— Begin Text shown —

We are apt to call men good, because they are without certain bad qualities. But this is not only not knowing religion, it is not knowing human nature. All vices are not affinities; of course the very indulgence of one vice is not seldom an exclusion of another, as covetousness avoids profligacy, and ambition expels indolence; but though they are natural antipathies, they all spring from the same source; the same fountain of corrupt nature feeds both.

Nor does the goodness of St. Paul's moral man consist merely in abstaining from wicked actions; nor merely in filling the external duties of his profession. While he is active in business, he must be fervent in spirit. While transacting the ordinary affairs of life, he must be serving the Lord. In worldly moralists, the excessive pursuit of business, as well as of pleasure, leaves a clinging to it in the thoughts, and almost exclusive attachment to it in the heart, long after the actual engagement has ceased, the hankering mind continues to act over again the scenes of its interest, of its ambition, or of its amusement.

Again, the worldly moralist, while he practises some virtues, is indifferent to others. He is temperate, perhaps, but he is ambitious. He is diligent, but he is sordid. Whereas Christian morality as taught by St. Paul, hangs as it were in clusters; every virtue issuing from his principles touches on other virtues at so many points, that no man possesses one in perfection who does not possess many, who does not at least desire to possess all; while the divine spirit, pervading like the sap every fibre of the soul, strengthens the connection of its graces, and infuses holy aims into the whole character.

We have employed the term morality in compliance with common usage; but adopted in the worldly sense, it gives but an imperfect idea of the apostle's meaning. His preceptive passages are encircled with a kind of glory; they are illuminated with a beam from heaven; they proceed from the Spirit of God, are produced by faith in him. There is every where that beautiful intermixture of motive and action, that union of the cause and the effect, the faith and its fruits, that uniform balance of the principle and the produce, which render these epistles an exhaustless treasury of practical wisdom, as well as an imperishable record of divine grace.

St. Paul every where runs up the stream to the spring. The government he inculcates is spiritual. Not content to recommend the obedience of the life, he brings the very thoughts and desires under control. He traces up the act to the temper which produces it. He dwells more on the spirit of the world than on its actual offences. He knew that many would reprobate bad actions, who do not seek that spirit which would prevent their generating. He knew that men judge soundly enough on questions in which they have no bias from interest or appetite. For one who believes that to be "carnally-minded is death," twenty believe in the miraculous gift of tongues, and even in the doctrine of the trinity, because they fancy, that neither of these trenches on their purse, or their pleasure, or their vain projects.

— End Text shown —
— Begin Data shown —

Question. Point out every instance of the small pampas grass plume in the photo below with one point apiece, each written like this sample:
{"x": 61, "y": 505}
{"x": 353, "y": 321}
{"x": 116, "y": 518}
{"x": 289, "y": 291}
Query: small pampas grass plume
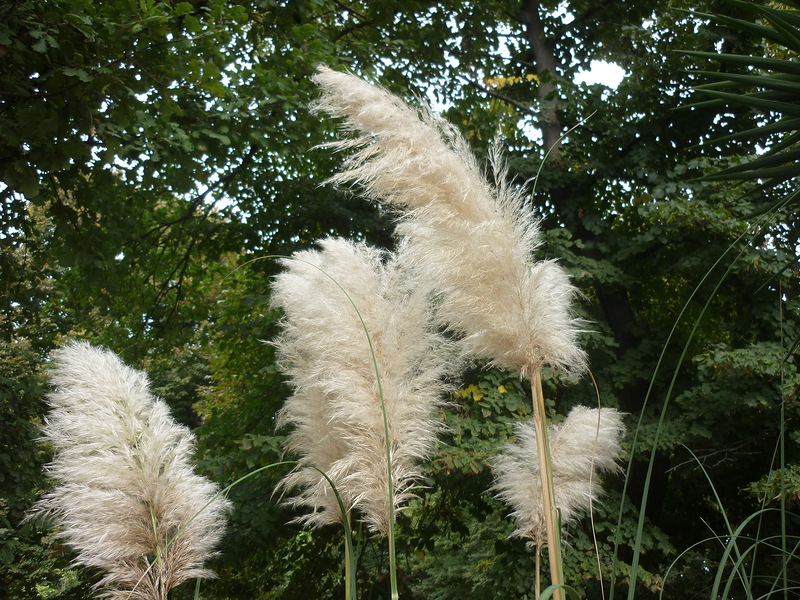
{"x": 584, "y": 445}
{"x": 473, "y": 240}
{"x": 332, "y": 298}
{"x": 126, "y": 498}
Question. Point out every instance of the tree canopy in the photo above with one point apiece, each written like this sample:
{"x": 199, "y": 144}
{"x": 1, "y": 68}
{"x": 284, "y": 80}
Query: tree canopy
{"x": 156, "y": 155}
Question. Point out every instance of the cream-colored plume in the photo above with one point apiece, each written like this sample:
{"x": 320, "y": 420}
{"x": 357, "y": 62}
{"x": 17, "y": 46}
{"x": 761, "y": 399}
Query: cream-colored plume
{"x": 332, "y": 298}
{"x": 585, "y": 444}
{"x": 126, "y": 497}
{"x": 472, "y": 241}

— End Data shown —

Set tasks:
(a) In the passage on St. Paul's morality, what does covetousness avoid?
(b) Scale the entries in the part that opens with the line containing "Question. Point out every instance of the tree" and runs through the end of the entries, and give back only that part. Keep the requests as they are, multiply every answer coordinate by 2.2, and round each to a whole number with halves rounded up.

Answers for the tasks:
(a) Covetousness avoids profligacy.

(b)
Question. Point out every instance of the tree canopy in the photo above with one point apiece, each written like this sample:
{"x": 199, "y": 144}
{"x": 1, "y": 68}
{"x": 284, "y": 80}
Query: tree canopy
{"x": 343, "y": 341}
Question. Point out every instance of the cream-colored plume in the photo above with one point apiece, each written like this sample:
{"x": 320, "y": 420}
{"x": 357, "y": 62}
{"x": 17, "y": 46}
{"x": 761, "y": 399}
Query: cream-colored plume
{"x": 730, "y": 656}
{"x": 1287, "y": 977}
{"x": 277, "y": 1093}
{"x": 1038, "y": 530}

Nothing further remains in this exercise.